Aim> Recast the records from the line holding "Would you be able to indicate the long" through the end of the records, both ends included, as a two-column CSV with the headers "text" and "answer". Give one row per record, and put each field in quotation marks with its line breaks replaced by spaces.

* START *

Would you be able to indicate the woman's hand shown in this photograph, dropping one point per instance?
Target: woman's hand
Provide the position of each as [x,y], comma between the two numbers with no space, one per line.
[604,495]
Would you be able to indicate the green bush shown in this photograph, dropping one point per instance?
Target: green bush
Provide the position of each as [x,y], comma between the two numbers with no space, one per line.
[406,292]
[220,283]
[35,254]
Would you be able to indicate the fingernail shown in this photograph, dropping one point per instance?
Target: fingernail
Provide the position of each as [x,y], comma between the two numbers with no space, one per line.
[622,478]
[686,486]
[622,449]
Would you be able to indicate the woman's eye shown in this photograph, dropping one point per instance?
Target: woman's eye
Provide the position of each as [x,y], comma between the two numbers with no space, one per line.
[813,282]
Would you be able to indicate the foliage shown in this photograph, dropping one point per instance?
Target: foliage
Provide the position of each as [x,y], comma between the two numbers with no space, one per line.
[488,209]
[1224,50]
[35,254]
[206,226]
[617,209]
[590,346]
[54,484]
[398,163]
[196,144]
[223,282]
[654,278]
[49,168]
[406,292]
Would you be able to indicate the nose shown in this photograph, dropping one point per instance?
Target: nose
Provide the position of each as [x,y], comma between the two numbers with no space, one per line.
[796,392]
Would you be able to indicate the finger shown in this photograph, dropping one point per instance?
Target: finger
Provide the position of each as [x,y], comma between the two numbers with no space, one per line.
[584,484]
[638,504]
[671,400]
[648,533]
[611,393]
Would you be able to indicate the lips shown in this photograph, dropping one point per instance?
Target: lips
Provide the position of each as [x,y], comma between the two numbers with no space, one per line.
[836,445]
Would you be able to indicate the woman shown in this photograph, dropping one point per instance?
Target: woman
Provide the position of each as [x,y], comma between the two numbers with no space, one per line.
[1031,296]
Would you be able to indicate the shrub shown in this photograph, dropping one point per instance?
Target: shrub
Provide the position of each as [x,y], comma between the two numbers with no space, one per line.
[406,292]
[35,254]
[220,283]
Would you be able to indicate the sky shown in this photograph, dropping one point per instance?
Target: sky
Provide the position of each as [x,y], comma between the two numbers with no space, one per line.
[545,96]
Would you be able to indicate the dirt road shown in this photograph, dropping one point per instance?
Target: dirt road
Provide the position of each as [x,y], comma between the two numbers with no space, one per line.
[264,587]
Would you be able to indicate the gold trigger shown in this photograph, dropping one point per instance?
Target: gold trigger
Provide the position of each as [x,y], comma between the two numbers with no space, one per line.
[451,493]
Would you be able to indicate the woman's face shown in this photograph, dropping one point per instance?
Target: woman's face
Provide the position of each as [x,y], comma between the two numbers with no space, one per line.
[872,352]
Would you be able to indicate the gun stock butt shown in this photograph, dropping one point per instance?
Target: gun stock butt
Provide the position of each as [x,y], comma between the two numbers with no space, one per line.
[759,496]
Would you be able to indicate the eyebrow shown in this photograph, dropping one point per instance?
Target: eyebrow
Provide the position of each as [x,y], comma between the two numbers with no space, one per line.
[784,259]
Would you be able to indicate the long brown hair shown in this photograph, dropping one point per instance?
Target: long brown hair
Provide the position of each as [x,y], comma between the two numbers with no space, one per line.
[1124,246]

* END *

Result>
text,answer
"Would you be able to indicate the long brown hair shown in this photograph, dropping one point per instance? Target: long brown hair Provide the position of each as [x,y], comma between the two numbers with no space, one per line.","[1124,246]"